__Given exercise__:
Find every line in the records that contains the word "hand" and copy each one.

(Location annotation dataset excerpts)
# # # # # # #
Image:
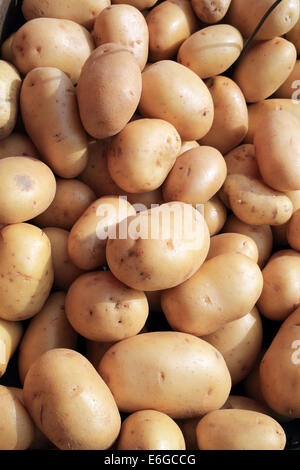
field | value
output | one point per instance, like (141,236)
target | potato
(277,144)
(280,365)
(65,272)
(175,93)
(70,403)
(239,430)
(159,248)
(26,272)
(281,20)
(196,177)
(10,336)
(224,289)
(50,42)
(88,237)
(109,90)
(83,12)
(126,26)
(27,189)
(142,154)
(71,199)
(169,24)
(240,343)
(194,382)
(233,243)
(261,234)
(49,111)
(258,74)
(17,429)
(10,83)
(150,430)
(49,329)
(212,50)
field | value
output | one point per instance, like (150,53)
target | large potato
(50,114)
(26,272)
(70,403)
(50,42)
(27,189)
(175,93)
(183,376)
(224,289)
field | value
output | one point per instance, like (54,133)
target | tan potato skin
(224,289)
(71,199)
(86,249)
(124,25)
(109,90)
(49,111)
(203,383)
(175,93)
(212,50)
(280,365)
(17,429)
(231,115)
(10,336)
(10,83)
(196,176)
(249,430)
(70,403)
(51,42)
(26,272)
(150,430)
(258,74)
(142,154)
(49,329)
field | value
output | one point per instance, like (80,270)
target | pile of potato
(105,111)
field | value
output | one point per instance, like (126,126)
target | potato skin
(70,403)
(49,111)
(164,388)
(249,430)
(49,329)
(150,430)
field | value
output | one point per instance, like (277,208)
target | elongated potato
(49,111)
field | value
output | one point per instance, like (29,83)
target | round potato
(150,430)
(194,382)
(224,289)
(70,403)
(175,93)
(49,329)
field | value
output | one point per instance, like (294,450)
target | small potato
(239,430)
(193,383)
(224,289)
(49,329)
(150,430)
(50,115)
(175,93)
(124,25)
(109,90)
(258,74)
(240,343)
(233,243)
(196,177)
(142,154)
(70,403)
(10,336)
(87,239)
(231,115)
(50,42)
(71,199)
(212,50)
(10,83)
(27,189)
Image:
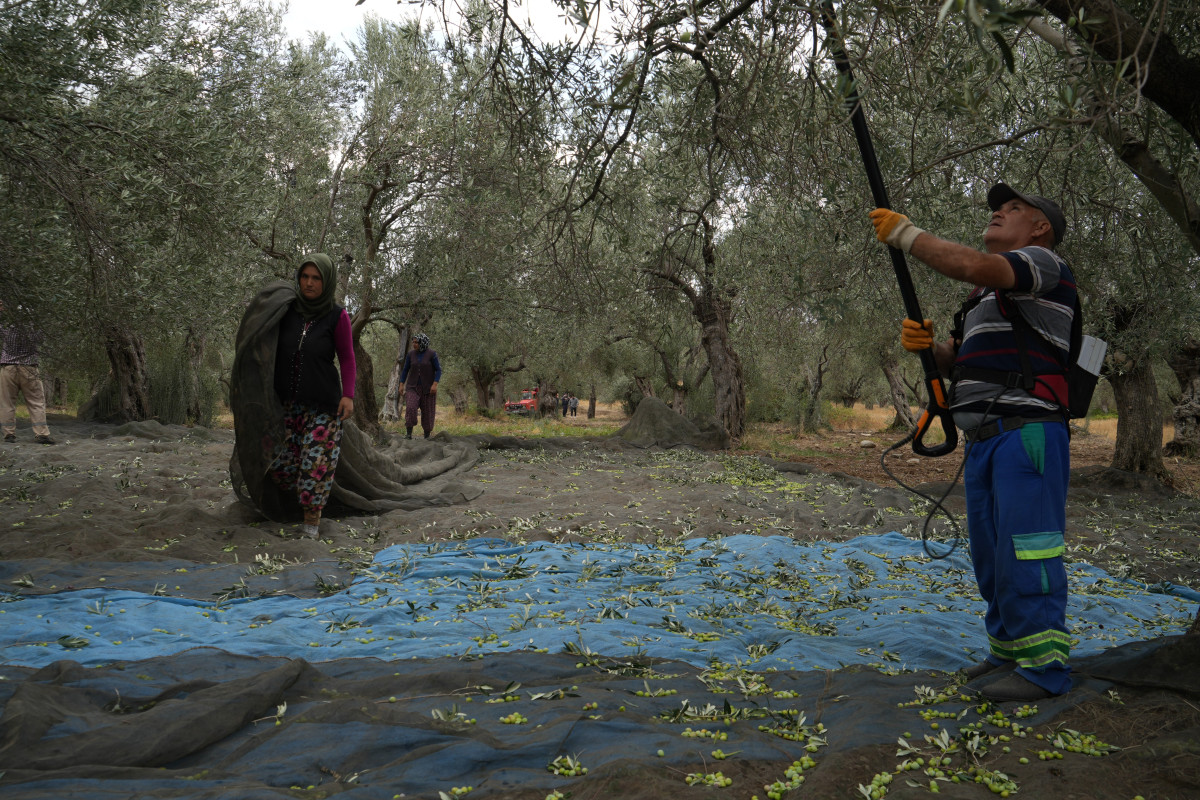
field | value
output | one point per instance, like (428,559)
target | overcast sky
(339,19)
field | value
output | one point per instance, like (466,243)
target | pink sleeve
(343,342)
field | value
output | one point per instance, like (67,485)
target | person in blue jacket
(420,376)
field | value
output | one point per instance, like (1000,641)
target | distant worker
(18,373)
(420,376)
(1018,458)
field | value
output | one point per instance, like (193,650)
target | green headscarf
(324,304)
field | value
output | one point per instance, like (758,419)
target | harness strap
(1007,423)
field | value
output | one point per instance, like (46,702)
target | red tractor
(526,405)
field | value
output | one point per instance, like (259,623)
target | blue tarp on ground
(765,602)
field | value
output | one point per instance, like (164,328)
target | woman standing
(316,400)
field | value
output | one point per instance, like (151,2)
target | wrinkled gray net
(393,475)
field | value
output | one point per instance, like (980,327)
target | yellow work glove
(917,336)
(894,229)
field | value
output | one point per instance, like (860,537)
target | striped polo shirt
(1045,294)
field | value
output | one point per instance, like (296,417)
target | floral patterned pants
(309,456)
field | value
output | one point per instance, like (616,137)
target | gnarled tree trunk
(1139,446)
(131,380)
(725,365)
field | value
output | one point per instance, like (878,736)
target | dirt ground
(107,495)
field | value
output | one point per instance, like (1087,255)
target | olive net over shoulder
(369,477)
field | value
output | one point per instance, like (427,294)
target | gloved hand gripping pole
(937,404)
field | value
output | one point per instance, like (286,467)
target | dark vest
(304,361)
(420,371)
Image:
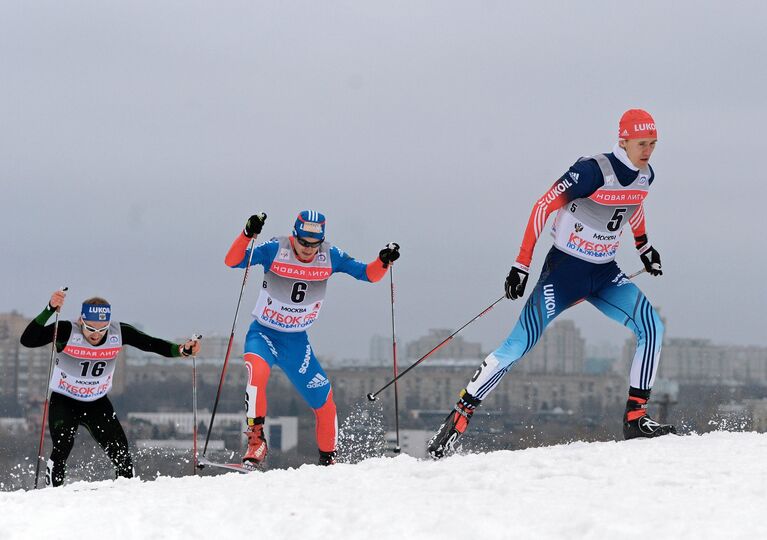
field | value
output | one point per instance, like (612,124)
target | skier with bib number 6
(296,272)
(594,199)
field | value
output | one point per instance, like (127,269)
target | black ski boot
(327,458)
(453,427)
(637,423)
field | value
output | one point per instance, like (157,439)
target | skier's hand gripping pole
(373,395)
(193,351)
(58,299)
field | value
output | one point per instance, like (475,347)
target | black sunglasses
(308,244)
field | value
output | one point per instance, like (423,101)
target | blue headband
(96,312)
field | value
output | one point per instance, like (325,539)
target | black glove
(389,254)
(254,225)
(651,260)
(515,283)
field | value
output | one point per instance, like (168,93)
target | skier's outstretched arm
(581,180)
(37,334)
(239,254)
(372,272)
(136,338)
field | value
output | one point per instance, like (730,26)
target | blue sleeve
(342,262)
(263,254)
(585,177)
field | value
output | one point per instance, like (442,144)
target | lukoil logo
(549,300)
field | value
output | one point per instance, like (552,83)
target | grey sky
(137,137)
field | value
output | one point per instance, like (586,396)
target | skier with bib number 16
(296,272)
(594,200)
# # # # # # #
__Output for this task__:
target | gloved hand gripping pole
target | skier's hand gripping pole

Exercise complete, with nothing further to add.